- [Texto de leitura]:
---*---

Pesquisar neste blog

terça-feira, 15 de abril de 2008

Mais um texto do meu banco de dados

Por falta de tempo e por conta do cansaço depois de um dia laborioso, embora cheio de graça, que prenuncia nova jornada cansativa para o dia seguinte, postarei hoje mais um texto do meu banco de dados. Ele fala sobre meu olhar sobre a minha caminhada pastoral militante, bem como, meu olhar sobre os últimos anos da caminhada paroquial. Quando digo "últimos anos", refiro-me aos que eu pude militar. Inclusive o texto a seguir praticamente foi o último cartão amarelo que levei de membros de conselhos paroquiais.
Chamo a atenção para a data em que o texto foi escrito. Ele não reflete hoje a mesma situação. Como logo depois que escrevi deixei a militância, acho prudente não emitir minha opinião sobre os tempos atuais, vez que não acho justo analisar o que já não conheço, pois tudo não passará de suposições, ainda que baseadas em fatos históricos.

---*---

- [Tarefa 1]:
Copie de novo o trecho do texto sobre a caminhada pastoral entre "Por falta de" e "em fatos históricos.", inclusive, trocando "cartão amarelo" por "puxão de orelha".
- [Tarefa 2]:
Retome a postagem sobre a caminhada pastoral a partir do ponto em que ela termina e siga escrevendo.

Trechos de dados de anotação por pontos
---*---

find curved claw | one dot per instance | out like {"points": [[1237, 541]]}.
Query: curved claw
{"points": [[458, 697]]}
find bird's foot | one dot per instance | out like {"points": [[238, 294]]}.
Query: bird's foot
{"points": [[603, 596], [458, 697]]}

---*---

- [Resposta final 1]:
Por falta de tempo e por conta do cansaço depois de um dia laborioso, embora cheio de graça, que prenuncia nova jornada cansativa para o dia seguinte, postarei hoje mais um texto do meu banco de dados. Ele fala sobre meu olhar sobre a minha caminhada pastoral militante, bem como, meu olhar sobre os últimos anos da caminhada paroquial. Quando digo "últimos anos", refiro-me aos que eu pude militar. Inclusive o texto a seguir praticamente foi o último puxão de orelha que levei de membros de conselhos paroquiais.
Chamo a atenção para a data em que o texto foi escrito. Ele não reflete hoje a mesma situação. Como logo depois que escrevi deixei a militância, acho prudente não emitir minha opinião sobre os tempos atuais, vez que não acho justo analisar o que já não conheço, pois tudo não passará de suposições, ainda que baseadas em fatos históricos.

- [Resposta final 2]:
ANÁLISE DA AÇÃO PASTORAL PAROQUIAL

Há algum tempo venho me perguntando por qual razão nossa paróquia, de repente, ficou tão descaracterizada, ou seja, para onde foi o protagonismo dos leigos? O que consumiu seu entusiasmo? Onde foi parar o profetismo? O que ficou de todo aquele trabalho iniciado em 1992 e que se estendeu até 199...? Será que ainda somos os mesmos? Será que mudamos? Se mudamos, mudamos para melhor ou para pior? Se mudamos, mudamos porque amadurecemos ou porque nos conformamos ou nos tornamos indiferentes com a (des)ordem estabelecida sobre a miséria por nós consentida? O que está faltando na nossa Igreja: espiritualidade/oração, testemunho, pastores capazes de encorajar, despertar, e provocar seu rebanho? Faltam leigos comprometidos o suficiente para animar seu(s) pastor(es), ajudá-lo(s) a perceber com clareza a realidade que o(s) rodeia? Quem está mais preparado para entender claramente tal realidade: o padre que estudou em escola de nível superior mas não foi preparado para ser agente de transformação social, ou o leigo que não estudou o suficiente e está atônito, perdido neste mundo de valores e modelos sociais tão efêmeros?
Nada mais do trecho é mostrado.